● Task material:
=== Section Start ===
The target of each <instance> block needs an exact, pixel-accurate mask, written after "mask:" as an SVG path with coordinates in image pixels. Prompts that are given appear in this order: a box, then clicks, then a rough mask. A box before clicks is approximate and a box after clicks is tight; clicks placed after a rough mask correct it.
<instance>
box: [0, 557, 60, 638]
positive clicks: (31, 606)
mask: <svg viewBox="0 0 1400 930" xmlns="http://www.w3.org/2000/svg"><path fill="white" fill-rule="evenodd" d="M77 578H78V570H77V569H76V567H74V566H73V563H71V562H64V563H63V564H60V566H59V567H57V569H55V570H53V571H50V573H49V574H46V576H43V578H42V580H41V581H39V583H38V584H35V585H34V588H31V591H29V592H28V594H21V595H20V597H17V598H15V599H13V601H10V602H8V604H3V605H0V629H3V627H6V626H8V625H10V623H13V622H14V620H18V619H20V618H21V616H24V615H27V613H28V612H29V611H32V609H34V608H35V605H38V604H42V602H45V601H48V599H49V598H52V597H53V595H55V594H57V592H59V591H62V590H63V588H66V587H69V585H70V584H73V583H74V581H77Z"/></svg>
=== Section End ===
● Task brief: Everything in the listing above needs to be copied exactly.

● Task response:
The target of each <instance> block needs an exact, pixel-accurate mask, written after "mask:" as an SVG path with coordinates in image pixels. Prompts that are given appear in this order: a box, then clicks, then a rough mask. A box before clicks is approximate and a box after clicks is tight; clicks placed after a rough mask correct it.
<instance>
box: [0, 557, 60, 638]
positive clicks: (31, 606)
mask: <svg viewBox="0 0 1400 930" xmlns="http://www.w3.org/2000/svg"><path fill="white" fill-rule="evenodd" d="M77 578H78V570H77V569H76V567H74V566H73V563H71V562H64V563H63V564H60V566H59V567H57V569H55V570H53V571H50V573H49V574H46V576H43V578H42V580H41V581H39V583H38V584H35V585H34V588H31V591H29V592H28V594H21V595H20V597H17V598H15V599H13V601H10V602H8V604H3V605H0V629H3V627H6V626H8V625H10V623H13V622H14V620H18V619H20V618H21V616H24V615H27V613H28V612H29V611H32V609H34V608H35V605H38V604H42V602H45V601H48V599H49V598H52V597H53V595H55V594H57V592H59V591H62V590H63V588H66V587H69V585H70V584H73V583H74V581H77Z"/></svg>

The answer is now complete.